### PASSAGE SHOWN
******************************
I saw that one when I cruised ebay - looks okay. If you consider that you got the chuck AND the arbor for that price, you did good! I highly suggest you remove the arbor and recondition the chuck before you use it. They are not difficult to work on. If you need more details, I wrote it up here: http://www.machinistblog.com/rebuilding-an-albrecht-drill-chuck/


----------



## Ironken (Feb 8, 2017)

Ken from ontario said:


> Terry, I looked at their ( Glacern's) prices, not bad at all, I'm still shopping around .
> Mikey, since I posted this thread I've been looking around on the net for a good quality chuck and the name Albrecht keeps popping up , but as you and terry both mentioned, there are a lot of garbage ones mixed with a few good ones, I almost bid on a used one for $53 but stopped myself at the last minute, it looked too worn out although all I had to go on was the picture . the best ones on ebay are the new old stocks.
> 
> What are your opinions on this Taiwanese chuck under the name "Precision Mathews" ? they seem to build all sorts of  metalworking tools , I found this on ebay .ca and it looked promising, comes with integral R8 shank and the runout is ~.002", not bad for what I'm looking for.
> ...



I just received that very chuck. I have drilled about a dozen holes with it. So far, its just fine. Smooth operation and the quality seems good. If you don't like it, Im sure Matt will make it right. BTW, I used it to drill 5/8" holes in 3/8" plate.....no slippage at all and only hand tightened, no spanner used.

Edit, I just saw that you already purchased an Albrecht......


----------



## Ken from ontario (Feb 8, 2017)
******************************
### Point-based annotation data
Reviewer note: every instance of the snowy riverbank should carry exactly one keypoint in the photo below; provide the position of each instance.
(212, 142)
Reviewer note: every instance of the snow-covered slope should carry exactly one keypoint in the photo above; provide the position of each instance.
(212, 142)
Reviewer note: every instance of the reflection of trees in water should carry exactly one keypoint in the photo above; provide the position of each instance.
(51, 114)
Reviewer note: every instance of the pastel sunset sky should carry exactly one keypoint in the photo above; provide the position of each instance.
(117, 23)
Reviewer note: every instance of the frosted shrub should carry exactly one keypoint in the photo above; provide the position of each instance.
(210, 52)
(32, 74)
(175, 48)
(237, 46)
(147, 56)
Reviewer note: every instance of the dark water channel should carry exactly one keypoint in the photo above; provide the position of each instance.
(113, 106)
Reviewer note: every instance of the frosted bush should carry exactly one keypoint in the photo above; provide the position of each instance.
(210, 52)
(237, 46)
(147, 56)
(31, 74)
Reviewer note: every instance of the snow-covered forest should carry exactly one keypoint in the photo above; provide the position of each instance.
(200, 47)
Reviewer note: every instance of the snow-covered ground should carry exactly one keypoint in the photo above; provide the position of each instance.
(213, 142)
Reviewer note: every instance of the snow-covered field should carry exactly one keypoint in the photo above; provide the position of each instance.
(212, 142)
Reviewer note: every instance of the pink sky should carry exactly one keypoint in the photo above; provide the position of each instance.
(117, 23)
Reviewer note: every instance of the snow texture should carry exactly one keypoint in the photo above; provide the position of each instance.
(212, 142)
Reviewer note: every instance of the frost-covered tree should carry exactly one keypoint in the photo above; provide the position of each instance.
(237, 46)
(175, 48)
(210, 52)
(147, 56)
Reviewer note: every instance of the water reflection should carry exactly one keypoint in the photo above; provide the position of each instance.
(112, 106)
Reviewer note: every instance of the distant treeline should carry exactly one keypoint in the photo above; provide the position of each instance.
******************************
### TASK LIST
A: How would the sentence "I highly suggest you remove the arbor and recondition the chuck before you use it." from the drill chuck thread read in Spanish?
B: Which measurements given in inches appear in the drill chuck thread?

### EXPECTED RESULTS
A: Te recomiendo encarecidamente que quites el árbol y reacondiciones el mandril antes de usarlo.

B:
- ~.002" (runout)
- 5/8" (holes)
- 3/8" (plate)